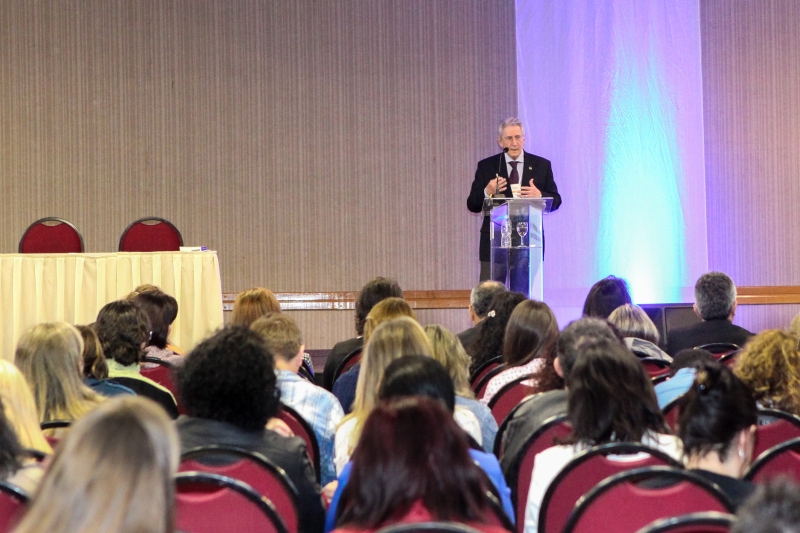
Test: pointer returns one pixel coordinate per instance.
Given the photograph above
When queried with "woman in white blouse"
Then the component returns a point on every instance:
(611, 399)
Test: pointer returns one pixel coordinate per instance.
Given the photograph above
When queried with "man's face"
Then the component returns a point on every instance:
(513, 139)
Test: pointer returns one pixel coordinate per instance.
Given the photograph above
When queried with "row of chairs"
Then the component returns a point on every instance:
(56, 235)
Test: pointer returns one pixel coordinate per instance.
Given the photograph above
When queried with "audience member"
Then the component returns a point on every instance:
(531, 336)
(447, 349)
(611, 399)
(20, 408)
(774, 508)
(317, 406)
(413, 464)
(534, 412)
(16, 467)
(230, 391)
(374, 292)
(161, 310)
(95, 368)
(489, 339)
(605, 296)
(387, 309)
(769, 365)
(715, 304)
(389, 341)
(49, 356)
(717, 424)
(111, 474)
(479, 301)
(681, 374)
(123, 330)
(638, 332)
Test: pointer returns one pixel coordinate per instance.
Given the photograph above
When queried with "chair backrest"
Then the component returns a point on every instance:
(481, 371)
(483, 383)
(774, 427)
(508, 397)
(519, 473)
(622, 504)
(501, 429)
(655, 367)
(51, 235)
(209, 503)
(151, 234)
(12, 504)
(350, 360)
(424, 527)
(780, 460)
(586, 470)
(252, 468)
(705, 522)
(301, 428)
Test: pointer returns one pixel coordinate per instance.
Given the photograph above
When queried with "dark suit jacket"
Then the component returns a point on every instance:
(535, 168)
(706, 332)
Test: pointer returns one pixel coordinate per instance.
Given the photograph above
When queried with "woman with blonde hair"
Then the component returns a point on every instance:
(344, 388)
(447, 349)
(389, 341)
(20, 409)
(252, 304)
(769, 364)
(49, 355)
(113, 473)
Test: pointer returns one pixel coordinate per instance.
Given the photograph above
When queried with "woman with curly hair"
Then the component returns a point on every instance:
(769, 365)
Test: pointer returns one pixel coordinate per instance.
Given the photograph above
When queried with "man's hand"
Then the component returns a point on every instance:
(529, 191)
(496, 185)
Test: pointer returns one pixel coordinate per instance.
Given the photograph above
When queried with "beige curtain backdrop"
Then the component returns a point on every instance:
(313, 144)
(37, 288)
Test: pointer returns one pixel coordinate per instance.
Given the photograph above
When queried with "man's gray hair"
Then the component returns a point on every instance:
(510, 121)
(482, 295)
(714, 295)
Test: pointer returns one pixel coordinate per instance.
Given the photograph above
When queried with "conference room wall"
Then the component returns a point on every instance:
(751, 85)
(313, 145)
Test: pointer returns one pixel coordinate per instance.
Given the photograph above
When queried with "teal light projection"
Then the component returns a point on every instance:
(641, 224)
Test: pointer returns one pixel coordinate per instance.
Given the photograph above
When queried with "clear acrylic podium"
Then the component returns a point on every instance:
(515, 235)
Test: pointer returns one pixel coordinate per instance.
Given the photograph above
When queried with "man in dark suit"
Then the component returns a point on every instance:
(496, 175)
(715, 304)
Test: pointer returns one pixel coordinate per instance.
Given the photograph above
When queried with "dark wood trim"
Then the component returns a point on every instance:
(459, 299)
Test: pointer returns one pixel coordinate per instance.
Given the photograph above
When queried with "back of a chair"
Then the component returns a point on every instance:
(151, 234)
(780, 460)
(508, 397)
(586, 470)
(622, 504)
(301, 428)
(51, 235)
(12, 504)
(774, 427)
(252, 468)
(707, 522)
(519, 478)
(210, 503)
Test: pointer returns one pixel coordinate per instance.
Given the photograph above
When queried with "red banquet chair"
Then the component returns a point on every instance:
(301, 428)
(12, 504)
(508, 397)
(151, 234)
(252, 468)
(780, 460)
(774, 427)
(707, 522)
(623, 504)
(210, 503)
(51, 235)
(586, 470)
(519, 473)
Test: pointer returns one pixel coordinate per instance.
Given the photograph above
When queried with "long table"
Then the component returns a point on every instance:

- [Exercise aim] Find each line in the records above that contains the string "suit" and copy it out. The match is case-sensitive.

- [Completed exercise]
When queried with "dark suit jacket"
When queried with "man in dark suit"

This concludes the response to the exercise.